[[ SUPPLIED RECORDS open ]]

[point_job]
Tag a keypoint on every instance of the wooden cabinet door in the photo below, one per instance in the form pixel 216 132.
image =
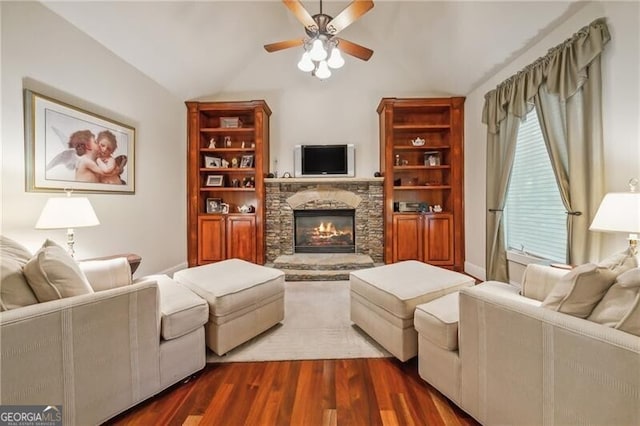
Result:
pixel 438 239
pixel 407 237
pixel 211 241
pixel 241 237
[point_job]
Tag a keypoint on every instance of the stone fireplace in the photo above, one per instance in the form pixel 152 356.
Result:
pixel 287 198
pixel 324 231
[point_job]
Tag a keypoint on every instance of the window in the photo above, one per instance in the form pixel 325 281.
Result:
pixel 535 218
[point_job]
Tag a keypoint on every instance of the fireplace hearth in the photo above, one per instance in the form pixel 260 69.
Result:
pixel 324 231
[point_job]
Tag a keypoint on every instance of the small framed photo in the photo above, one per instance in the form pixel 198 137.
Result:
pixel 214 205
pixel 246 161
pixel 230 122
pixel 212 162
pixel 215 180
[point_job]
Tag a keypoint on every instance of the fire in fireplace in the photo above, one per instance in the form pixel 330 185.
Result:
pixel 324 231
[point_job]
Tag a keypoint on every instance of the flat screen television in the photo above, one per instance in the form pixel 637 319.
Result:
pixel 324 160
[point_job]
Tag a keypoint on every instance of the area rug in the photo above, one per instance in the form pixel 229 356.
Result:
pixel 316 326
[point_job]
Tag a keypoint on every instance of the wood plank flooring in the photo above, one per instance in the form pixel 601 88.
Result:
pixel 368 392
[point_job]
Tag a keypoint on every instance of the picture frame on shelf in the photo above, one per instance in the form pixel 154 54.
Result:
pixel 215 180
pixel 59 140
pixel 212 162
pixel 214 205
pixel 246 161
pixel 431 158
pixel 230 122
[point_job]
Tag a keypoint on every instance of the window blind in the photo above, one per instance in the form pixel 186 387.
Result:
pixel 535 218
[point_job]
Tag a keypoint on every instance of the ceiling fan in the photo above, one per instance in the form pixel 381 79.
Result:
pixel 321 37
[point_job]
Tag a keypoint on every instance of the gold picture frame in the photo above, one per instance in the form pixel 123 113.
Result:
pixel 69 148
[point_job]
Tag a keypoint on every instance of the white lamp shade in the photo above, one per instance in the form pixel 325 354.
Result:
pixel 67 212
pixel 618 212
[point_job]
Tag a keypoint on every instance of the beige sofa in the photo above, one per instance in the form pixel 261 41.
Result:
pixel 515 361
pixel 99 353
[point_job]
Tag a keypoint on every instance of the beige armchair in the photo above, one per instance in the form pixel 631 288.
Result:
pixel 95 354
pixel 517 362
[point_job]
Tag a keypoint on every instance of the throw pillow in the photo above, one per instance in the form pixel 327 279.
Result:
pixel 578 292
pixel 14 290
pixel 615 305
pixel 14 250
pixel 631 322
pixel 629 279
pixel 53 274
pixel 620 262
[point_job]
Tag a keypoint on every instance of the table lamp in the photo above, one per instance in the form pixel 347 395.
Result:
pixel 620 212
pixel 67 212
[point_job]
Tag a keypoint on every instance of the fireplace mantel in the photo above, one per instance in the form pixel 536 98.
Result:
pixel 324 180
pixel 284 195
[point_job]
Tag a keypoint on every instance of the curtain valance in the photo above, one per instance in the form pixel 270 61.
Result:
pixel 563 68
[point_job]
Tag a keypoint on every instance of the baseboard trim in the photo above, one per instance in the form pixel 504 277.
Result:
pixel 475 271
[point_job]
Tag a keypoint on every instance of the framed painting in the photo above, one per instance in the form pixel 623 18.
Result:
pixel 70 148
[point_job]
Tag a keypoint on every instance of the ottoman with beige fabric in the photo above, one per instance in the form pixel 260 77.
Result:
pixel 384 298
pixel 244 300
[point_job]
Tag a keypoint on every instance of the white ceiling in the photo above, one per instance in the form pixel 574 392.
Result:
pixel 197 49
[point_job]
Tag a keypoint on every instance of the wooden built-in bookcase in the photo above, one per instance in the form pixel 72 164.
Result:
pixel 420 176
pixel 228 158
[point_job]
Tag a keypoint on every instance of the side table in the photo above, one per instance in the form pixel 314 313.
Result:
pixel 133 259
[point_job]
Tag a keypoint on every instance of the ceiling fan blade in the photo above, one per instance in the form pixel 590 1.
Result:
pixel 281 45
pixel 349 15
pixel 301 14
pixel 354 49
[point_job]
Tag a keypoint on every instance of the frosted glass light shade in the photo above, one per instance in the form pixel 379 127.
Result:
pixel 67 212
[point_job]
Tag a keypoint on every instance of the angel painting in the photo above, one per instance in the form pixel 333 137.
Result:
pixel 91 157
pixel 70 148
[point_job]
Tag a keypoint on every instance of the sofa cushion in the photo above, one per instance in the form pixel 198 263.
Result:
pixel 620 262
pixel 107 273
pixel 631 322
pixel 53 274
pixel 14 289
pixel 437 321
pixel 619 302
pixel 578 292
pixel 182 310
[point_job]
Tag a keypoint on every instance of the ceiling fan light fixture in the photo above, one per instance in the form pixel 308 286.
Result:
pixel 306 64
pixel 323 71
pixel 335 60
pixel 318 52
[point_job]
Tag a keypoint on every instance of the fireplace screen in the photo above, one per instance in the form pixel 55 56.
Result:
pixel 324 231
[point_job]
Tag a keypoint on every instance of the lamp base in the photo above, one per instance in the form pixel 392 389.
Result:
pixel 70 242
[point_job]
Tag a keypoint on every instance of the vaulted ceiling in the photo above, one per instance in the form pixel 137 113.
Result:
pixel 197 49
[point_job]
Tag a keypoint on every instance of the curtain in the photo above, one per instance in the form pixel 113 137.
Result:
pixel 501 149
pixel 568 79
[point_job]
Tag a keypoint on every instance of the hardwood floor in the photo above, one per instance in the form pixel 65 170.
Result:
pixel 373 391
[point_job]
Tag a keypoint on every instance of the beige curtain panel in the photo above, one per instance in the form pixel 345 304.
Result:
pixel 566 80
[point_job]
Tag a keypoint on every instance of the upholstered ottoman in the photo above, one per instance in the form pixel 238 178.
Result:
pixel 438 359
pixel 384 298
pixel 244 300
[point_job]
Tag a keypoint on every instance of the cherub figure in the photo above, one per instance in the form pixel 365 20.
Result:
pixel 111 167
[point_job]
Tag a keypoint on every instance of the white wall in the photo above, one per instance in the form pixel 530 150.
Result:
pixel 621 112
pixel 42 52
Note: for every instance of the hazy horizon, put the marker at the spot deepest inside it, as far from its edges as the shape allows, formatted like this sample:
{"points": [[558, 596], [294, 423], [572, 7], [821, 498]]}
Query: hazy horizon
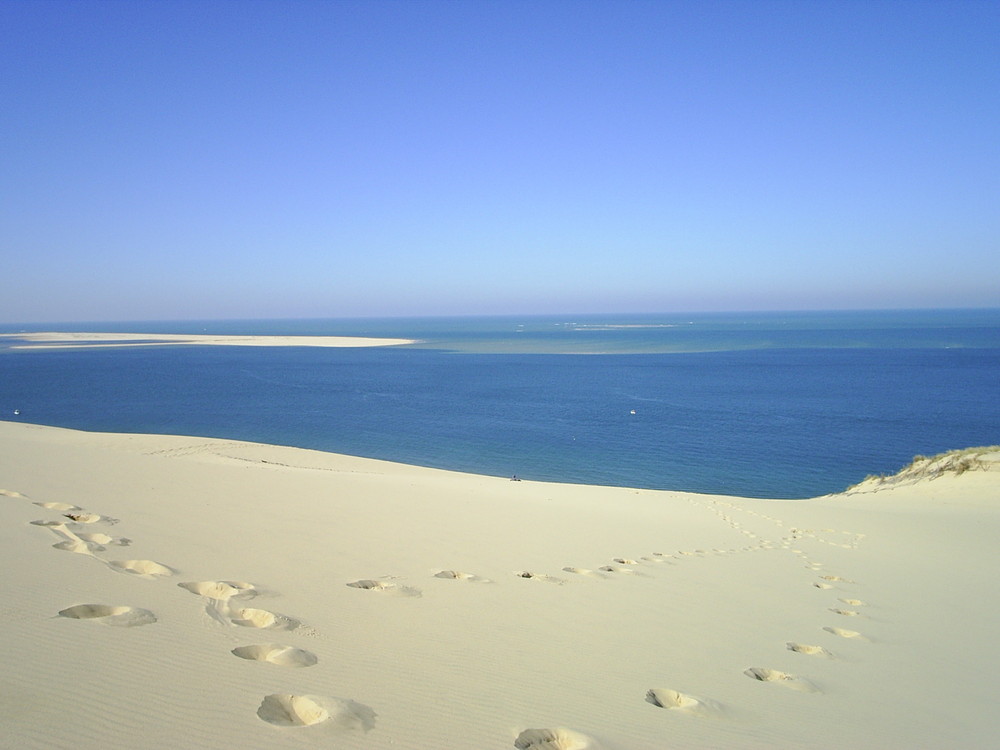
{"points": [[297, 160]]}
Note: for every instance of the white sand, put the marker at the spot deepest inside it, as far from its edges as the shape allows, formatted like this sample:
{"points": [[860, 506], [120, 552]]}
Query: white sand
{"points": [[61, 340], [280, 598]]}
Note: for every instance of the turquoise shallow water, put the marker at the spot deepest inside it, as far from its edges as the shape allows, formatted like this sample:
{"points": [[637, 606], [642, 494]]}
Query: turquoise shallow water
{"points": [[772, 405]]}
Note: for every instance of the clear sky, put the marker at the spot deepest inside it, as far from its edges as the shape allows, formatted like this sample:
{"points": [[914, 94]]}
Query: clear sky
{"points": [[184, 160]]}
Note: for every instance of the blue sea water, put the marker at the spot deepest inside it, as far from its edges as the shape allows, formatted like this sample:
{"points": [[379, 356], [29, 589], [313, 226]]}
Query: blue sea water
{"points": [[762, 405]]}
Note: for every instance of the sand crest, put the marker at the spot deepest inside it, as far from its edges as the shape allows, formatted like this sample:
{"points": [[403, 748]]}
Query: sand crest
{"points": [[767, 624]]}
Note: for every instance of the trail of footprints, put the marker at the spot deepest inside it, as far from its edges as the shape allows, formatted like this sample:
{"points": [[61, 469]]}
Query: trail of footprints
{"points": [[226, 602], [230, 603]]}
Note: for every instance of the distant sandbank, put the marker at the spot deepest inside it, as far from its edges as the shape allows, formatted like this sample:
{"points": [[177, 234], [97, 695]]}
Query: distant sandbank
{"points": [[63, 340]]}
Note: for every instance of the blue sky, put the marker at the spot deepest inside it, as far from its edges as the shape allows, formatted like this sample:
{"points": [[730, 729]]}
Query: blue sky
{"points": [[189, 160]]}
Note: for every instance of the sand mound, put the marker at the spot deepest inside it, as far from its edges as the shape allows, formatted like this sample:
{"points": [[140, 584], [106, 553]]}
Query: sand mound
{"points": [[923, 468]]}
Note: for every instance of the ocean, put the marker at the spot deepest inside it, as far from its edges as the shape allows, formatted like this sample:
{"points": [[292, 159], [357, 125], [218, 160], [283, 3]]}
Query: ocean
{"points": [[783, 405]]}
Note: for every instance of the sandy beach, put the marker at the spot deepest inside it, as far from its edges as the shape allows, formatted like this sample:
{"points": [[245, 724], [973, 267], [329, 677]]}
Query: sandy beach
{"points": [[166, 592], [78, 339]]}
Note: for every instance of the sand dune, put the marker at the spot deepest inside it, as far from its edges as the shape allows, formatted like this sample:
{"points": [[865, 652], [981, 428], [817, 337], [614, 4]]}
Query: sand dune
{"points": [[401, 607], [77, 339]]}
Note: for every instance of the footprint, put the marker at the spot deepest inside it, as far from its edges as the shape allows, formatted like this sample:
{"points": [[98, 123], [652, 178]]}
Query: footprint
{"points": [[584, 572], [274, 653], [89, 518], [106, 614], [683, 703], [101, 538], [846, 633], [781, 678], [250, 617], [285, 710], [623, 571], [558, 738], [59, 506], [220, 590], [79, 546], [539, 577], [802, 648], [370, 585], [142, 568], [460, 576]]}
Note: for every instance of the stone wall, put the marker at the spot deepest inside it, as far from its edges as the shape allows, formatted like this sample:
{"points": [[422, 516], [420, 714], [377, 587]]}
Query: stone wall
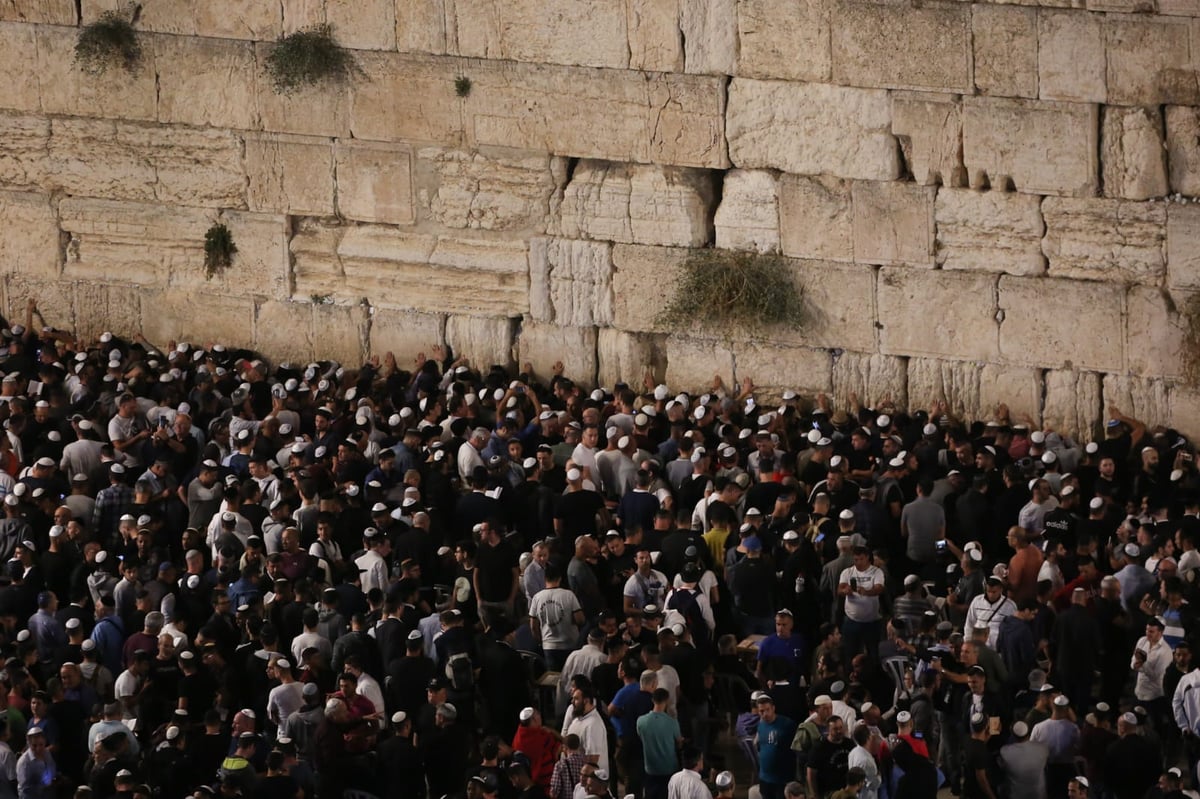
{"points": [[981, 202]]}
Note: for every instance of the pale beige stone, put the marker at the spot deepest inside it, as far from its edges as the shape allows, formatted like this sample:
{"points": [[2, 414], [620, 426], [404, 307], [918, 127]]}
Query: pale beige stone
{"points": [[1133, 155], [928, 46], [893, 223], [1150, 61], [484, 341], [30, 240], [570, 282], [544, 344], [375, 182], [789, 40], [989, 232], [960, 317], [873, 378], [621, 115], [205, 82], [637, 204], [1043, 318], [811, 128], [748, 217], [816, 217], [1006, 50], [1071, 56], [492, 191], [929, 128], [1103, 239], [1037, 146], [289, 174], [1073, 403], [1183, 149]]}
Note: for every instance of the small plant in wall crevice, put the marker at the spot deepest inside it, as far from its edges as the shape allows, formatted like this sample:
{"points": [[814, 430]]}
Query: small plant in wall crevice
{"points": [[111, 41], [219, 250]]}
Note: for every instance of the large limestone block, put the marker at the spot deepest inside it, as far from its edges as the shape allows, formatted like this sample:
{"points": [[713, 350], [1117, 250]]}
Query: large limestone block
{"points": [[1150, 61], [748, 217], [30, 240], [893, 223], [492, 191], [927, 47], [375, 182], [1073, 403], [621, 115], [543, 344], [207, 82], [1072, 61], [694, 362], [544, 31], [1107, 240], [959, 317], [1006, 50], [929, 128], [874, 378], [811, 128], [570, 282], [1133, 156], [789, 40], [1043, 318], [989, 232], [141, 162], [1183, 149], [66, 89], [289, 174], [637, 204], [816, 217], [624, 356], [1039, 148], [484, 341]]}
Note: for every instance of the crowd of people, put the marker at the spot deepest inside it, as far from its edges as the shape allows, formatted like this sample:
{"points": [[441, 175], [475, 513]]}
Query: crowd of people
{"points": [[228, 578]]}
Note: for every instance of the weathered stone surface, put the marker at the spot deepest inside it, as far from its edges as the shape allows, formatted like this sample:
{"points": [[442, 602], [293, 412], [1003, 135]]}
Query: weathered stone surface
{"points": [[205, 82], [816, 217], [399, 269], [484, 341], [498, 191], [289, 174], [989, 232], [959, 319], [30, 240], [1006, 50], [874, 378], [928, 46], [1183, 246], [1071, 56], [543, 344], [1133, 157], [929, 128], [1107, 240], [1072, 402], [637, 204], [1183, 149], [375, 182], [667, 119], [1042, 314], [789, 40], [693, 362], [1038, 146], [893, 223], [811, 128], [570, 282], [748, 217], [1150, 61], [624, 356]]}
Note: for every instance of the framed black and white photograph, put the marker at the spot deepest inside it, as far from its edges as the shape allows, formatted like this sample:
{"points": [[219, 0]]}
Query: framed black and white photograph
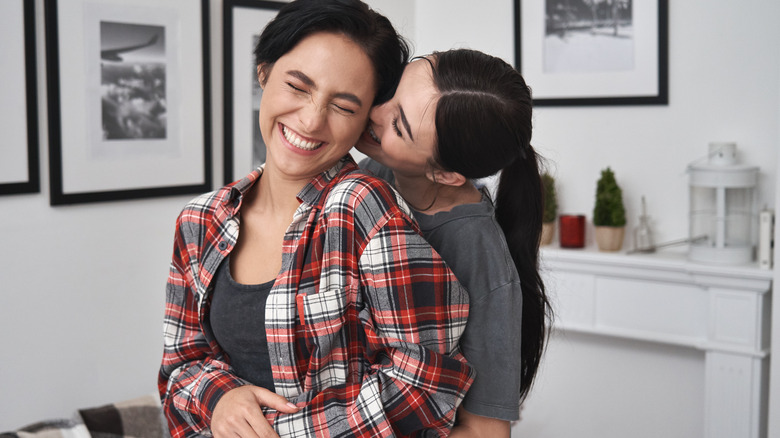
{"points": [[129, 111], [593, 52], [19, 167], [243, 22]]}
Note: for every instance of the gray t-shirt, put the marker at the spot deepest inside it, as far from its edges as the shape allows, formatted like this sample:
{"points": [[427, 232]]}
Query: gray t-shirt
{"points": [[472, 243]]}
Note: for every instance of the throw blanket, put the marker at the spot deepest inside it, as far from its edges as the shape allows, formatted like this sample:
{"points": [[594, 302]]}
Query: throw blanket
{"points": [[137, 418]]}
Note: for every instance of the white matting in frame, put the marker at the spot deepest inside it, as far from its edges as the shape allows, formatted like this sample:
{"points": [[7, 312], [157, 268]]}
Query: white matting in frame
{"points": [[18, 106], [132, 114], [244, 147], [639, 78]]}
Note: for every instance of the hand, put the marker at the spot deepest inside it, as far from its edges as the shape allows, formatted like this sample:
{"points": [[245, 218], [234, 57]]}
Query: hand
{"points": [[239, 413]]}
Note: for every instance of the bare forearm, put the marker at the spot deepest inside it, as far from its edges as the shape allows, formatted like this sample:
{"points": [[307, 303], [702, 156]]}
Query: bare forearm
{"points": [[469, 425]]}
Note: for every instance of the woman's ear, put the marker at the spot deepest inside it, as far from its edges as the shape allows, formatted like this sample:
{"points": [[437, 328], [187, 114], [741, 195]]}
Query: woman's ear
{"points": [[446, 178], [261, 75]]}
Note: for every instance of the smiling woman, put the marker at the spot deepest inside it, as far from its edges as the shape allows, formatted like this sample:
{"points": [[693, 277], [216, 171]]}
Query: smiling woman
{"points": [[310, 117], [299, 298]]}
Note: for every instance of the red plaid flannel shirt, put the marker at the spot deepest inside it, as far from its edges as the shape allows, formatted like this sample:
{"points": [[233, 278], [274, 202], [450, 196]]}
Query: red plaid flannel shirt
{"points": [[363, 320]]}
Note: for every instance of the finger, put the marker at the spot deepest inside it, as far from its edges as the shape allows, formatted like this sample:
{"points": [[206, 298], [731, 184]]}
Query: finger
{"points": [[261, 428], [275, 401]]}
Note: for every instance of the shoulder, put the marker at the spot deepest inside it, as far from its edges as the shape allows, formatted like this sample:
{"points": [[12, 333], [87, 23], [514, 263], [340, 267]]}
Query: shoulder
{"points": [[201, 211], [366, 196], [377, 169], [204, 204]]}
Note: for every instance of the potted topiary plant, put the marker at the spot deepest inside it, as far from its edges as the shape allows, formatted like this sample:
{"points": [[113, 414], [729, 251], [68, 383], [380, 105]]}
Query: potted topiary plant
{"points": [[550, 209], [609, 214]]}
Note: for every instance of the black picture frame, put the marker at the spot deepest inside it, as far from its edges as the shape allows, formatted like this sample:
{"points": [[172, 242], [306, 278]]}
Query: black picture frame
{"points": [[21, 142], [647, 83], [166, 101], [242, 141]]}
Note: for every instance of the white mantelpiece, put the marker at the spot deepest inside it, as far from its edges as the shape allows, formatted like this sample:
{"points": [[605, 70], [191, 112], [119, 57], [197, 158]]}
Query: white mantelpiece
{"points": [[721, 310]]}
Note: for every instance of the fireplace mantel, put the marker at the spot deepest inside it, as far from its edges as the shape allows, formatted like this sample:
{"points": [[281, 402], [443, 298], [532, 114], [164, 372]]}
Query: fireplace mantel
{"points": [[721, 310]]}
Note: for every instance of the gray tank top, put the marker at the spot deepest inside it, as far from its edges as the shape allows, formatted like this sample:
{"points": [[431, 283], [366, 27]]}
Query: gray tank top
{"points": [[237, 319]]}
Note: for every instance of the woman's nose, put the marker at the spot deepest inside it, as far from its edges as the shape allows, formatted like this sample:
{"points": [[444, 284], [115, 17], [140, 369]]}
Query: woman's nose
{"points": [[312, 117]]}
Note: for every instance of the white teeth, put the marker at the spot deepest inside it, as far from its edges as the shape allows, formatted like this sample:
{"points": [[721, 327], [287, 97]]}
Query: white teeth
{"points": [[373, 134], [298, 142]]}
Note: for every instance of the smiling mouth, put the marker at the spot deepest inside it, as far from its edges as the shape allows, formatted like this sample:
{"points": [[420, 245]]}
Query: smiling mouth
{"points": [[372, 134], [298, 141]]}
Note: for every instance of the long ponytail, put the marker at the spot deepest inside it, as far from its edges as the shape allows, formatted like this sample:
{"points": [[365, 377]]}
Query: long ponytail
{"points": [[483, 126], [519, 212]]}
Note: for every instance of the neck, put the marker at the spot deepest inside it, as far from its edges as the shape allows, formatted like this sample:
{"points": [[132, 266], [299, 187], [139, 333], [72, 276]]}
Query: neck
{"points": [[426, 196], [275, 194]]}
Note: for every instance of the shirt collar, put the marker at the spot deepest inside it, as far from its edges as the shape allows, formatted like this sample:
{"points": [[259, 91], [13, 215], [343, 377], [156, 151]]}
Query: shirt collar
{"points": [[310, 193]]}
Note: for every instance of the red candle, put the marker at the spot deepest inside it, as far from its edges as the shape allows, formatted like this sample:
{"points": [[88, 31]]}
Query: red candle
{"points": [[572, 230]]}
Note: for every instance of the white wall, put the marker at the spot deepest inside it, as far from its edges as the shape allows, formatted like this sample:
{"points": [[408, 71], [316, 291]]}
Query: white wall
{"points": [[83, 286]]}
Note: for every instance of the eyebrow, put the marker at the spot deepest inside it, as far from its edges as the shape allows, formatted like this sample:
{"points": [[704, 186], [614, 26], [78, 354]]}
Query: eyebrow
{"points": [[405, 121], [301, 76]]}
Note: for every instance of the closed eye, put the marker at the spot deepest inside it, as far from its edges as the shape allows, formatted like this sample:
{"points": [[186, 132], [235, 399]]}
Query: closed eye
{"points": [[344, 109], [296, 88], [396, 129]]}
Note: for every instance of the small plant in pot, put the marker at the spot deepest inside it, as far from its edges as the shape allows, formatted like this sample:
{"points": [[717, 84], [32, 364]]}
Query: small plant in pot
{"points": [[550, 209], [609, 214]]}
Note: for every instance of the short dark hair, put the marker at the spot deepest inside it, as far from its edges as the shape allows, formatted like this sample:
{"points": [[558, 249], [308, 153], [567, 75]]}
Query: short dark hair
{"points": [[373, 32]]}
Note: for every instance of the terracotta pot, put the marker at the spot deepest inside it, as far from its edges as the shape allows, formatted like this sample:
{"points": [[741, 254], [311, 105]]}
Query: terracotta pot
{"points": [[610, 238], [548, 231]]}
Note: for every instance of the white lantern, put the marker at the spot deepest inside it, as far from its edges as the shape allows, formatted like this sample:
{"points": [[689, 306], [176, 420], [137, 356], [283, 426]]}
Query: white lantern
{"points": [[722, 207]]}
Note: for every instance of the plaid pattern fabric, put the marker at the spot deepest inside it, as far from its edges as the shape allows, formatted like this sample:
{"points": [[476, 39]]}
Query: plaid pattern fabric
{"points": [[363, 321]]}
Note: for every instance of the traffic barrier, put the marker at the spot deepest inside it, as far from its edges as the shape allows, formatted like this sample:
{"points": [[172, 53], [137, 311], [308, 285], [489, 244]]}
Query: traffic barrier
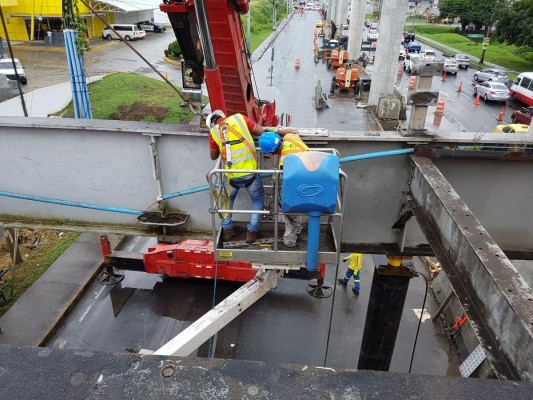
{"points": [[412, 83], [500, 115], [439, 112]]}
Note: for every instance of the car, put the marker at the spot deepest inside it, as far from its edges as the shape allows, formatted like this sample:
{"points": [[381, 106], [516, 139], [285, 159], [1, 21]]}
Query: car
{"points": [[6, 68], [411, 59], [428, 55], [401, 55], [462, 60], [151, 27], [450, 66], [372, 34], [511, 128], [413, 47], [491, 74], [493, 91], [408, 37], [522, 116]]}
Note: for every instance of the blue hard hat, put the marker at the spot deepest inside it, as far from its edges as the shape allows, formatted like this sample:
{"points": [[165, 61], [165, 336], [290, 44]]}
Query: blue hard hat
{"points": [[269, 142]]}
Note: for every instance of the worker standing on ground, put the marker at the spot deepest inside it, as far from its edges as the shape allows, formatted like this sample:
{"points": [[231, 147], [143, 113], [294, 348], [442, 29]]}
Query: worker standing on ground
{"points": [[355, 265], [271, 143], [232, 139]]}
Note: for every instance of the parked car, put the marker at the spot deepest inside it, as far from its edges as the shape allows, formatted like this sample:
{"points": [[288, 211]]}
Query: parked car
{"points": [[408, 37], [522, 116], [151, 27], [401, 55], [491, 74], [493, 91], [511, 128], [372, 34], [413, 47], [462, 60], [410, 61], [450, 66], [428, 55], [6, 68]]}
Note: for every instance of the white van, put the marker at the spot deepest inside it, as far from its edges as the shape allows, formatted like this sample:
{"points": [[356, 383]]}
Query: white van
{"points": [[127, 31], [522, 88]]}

[[ SUPPLIED RECORDS closed ]]

• **WORK INSTRUCTION**
Work out how many lines above have the string "light" in them, and give only the number.

• **RESULT OF THE EXERCISE**
2